• **What needs to be done**
Your response should reproduce every line of the entries that contains the word "local".

Dataset extract Block Start

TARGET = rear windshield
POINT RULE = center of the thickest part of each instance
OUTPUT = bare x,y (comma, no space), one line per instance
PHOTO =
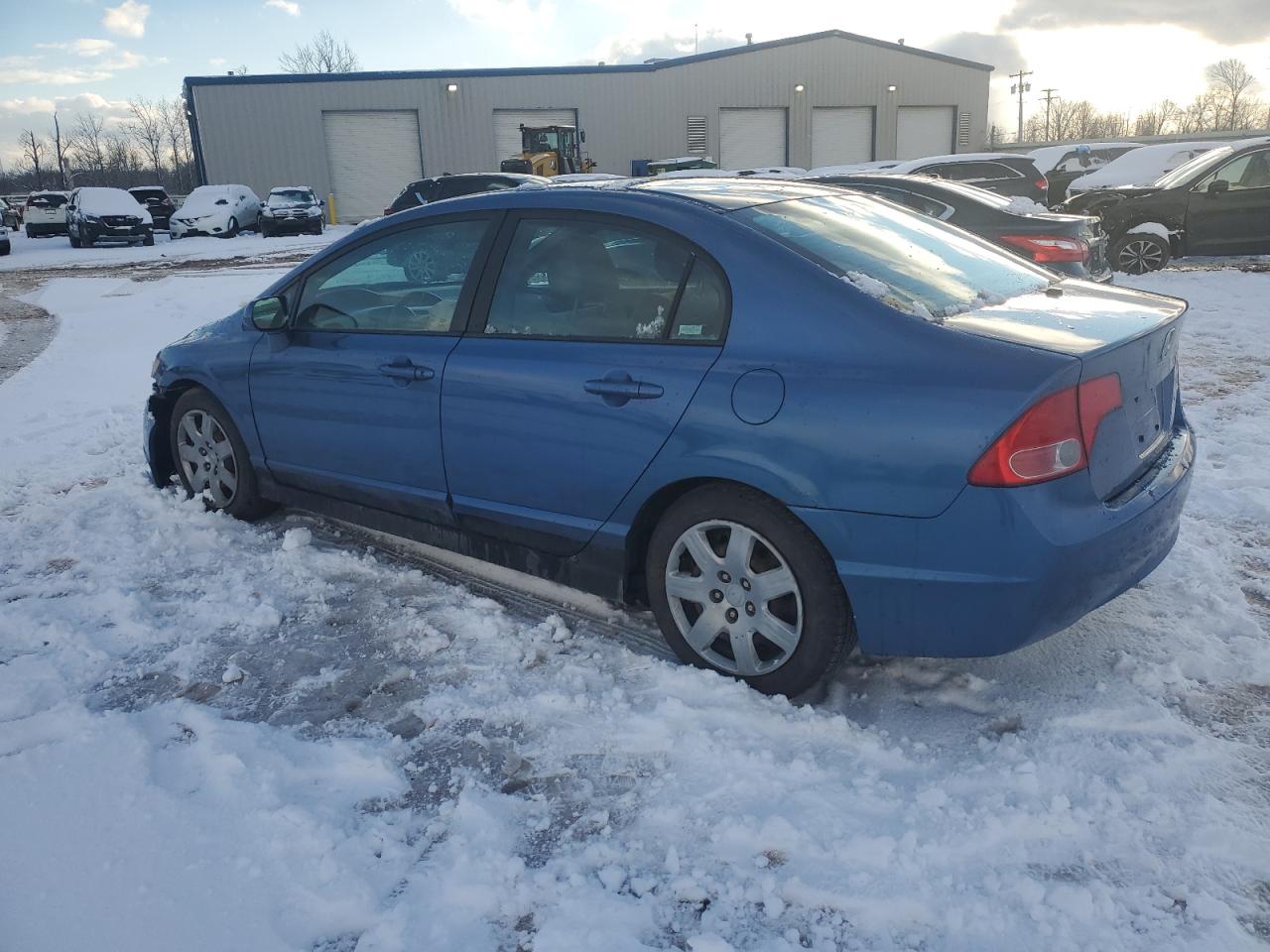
907,259
291,195
1194,167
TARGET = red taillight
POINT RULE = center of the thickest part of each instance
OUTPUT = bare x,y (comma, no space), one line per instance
1046,249
1053,438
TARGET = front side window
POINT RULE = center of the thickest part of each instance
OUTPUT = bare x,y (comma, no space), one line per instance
593,281
920,261
1251,171
407,282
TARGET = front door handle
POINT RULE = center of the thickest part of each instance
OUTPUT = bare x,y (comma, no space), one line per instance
404,370
616,389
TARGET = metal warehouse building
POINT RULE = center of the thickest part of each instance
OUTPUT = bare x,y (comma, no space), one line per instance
810,100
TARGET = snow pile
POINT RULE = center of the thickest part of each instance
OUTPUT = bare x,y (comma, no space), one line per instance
1151,227
1142,167
1017,204
111,200
399,763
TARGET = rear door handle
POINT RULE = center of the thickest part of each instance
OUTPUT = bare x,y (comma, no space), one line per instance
616,389
405,370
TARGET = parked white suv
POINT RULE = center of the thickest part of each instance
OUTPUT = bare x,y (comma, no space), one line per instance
220,211
107,214
45,213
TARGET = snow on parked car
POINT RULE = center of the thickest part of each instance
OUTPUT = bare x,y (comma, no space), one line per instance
95,213
45,213
220,211
1141,167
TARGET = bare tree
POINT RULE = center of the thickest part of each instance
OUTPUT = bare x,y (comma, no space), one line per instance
60,154
146,128
322,55
33,149
1230,81
89,143
177,135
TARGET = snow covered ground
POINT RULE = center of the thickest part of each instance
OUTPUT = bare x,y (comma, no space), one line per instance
216,735
55,250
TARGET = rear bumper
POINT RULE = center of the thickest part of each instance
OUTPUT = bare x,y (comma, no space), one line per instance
290,226
1001,569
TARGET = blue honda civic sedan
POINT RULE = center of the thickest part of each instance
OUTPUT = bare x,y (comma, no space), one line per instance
788,417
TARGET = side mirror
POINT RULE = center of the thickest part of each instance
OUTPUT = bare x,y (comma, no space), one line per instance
270,313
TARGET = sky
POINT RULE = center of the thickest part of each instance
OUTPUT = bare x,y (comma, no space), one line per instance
1124,55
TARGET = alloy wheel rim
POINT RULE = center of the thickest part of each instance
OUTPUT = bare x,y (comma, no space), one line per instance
207,457
734,598
1141,257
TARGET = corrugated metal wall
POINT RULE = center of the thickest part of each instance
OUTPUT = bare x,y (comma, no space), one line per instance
266,132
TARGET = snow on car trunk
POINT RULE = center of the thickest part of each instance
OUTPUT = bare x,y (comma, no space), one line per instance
282,737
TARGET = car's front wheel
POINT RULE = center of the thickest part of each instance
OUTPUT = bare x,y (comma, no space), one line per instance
742,587
211,457
1138,253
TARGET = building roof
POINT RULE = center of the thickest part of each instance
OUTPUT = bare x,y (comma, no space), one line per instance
575,70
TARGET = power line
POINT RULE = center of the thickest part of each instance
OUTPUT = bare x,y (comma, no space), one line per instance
1020,86
1049,95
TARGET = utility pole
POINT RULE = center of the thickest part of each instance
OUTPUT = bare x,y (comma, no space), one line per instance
1049,96
1020,87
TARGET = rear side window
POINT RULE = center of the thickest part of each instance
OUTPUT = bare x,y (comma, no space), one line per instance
910,261
593,281
407,282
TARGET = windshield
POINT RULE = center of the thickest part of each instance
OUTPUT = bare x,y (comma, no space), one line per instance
924,263
290,197
1194,167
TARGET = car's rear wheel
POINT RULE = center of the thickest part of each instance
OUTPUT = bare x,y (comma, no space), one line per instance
1138,253
742,587
211,457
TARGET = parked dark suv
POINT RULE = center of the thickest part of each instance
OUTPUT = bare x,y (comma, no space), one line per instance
1071,244
1003,173
157,202
1218,203
441,186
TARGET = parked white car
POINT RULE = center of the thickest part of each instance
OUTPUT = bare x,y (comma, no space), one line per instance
45,213
1141,167
107,214
220,211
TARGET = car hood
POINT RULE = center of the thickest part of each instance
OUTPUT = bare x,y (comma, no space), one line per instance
1083,320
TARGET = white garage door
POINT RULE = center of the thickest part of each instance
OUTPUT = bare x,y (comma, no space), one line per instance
924,130
841,135
371,158
507,128
751,139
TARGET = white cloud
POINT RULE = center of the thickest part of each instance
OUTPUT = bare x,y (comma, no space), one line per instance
84,46
127,19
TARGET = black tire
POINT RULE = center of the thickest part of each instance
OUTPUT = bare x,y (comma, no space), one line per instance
826,627
1139,253
245,503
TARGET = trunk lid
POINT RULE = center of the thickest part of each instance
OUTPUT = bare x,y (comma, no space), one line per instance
1111,330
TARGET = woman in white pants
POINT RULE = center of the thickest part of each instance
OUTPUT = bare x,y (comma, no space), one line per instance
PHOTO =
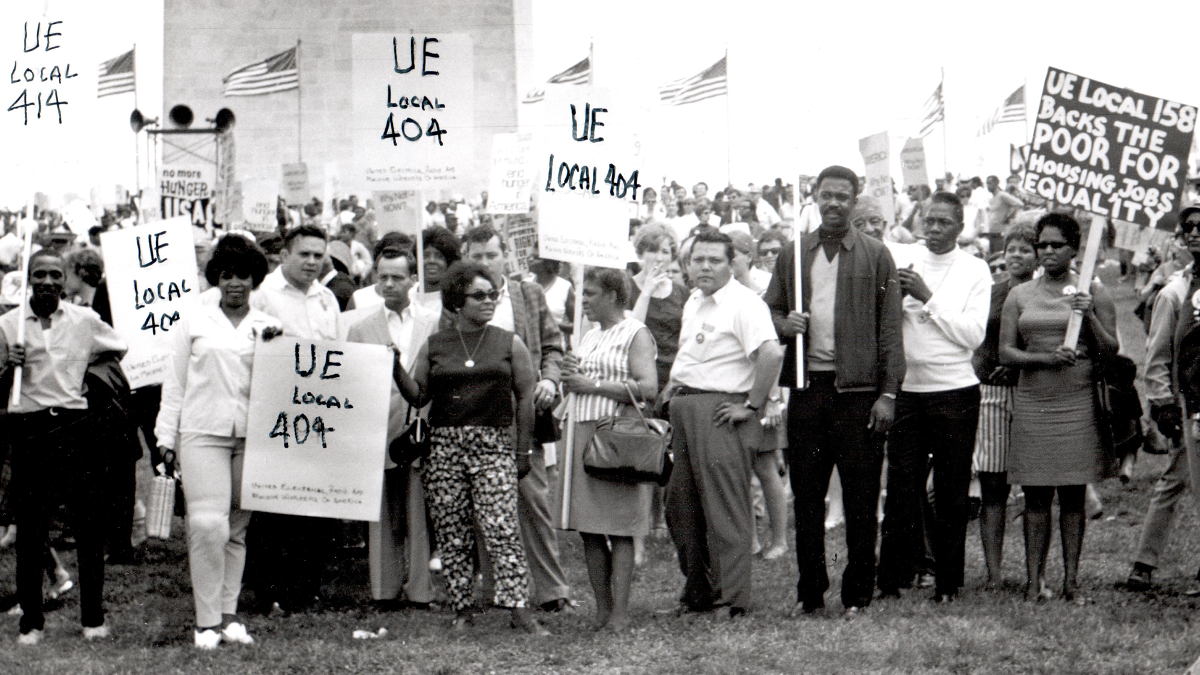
205,398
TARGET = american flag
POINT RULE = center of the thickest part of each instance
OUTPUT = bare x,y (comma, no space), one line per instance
579,73
1012,109
117,76
708,84
935,112
275,73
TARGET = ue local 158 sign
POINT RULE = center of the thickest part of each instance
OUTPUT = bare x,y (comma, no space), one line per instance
151,286
414,117
591,159
1109,150
318,429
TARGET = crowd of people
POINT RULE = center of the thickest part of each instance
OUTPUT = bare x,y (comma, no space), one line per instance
877,356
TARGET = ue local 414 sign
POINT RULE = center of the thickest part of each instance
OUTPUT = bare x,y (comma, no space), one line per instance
1109,150
591,183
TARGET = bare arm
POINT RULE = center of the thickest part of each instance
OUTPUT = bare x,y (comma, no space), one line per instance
525,378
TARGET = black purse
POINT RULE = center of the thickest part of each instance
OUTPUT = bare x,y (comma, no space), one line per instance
413,443
630,449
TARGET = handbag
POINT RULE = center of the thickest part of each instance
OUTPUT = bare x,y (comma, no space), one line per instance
161,505
628,449
413,443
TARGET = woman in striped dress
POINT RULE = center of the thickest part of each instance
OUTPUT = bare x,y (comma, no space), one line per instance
613,358
996,388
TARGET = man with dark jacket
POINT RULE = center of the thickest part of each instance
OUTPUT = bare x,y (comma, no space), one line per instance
853,356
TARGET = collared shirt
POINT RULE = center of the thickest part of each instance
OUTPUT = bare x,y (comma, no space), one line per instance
719,334
57,358
311,315
503,316
207,389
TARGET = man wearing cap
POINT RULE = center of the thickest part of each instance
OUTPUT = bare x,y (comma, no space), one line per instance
851,320
727,362
1174,311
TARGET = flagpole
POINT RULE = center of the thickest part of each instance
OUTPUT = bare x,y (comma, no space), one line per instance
946,165
299,109
729,142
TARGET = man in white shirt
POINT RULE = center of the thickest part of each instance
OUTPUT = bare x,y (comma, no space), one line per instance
287,554
399,544
947,296
522,309
727,362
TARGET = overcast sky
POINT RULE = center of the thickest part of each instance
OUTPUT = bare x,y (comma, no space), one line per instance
807,81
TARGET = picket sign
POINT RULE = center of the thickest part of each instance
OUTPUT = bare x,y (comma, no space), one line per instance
1095,238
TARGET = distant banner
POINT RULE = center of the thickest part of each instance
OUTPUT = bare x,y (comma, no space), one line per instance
259,203
877,157
153,284
186,190
414,113
1109,150
294,186
318,429
511,177
397,210
912,162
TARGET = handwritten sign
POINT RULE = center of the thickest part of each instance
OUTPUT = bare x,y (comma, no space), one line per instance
153,285
318,429
1109,150
295,183
186,190
259,203
912,162
591,166
877,156
511,177
414,114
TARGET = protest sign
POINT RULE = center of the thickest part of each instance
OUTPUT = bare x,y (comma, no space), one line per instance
912,162
511,175
259,203
151,286
413,124
877,156
295,183
318,429
1109,150
589,155
521,233
397,210
186,190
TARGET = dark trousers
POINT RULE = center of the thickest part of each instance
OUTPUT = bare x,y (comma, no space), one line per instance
941,424
827,429
287,556
708,501
53,463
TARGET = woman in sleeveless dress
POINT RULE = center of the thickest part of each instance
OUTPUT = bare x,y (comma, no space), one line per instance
613,359
1056,441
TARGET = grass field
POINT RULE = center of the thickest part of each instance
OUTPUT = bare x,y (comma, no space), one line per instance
150,610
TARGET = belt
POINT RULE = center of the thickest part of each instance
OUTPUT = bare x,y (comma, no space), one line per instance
684,390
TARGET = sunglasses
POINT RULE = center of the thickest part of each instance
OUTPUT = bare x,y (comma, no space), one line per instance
1055,245
480,296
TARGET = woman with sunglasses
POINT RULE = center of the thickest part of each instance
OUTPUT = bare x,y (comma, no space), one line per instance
1056,442
478,380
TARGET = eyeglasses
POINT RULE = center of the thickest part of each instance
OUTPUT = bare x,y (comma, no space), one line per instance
1055,245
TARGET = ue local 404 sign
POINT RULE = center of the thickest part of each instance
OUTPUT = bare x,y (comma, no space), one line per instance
1109,150
591,183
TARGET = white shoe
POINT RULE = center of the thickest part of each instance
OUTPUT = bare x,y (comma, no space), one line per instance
96,632
235,632
207,639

Dataset extract Block End

• **Result for this task**
TARGET = ue local 158 sign
TARGET = ue local 414 sign
TARGET = ue local 404 sign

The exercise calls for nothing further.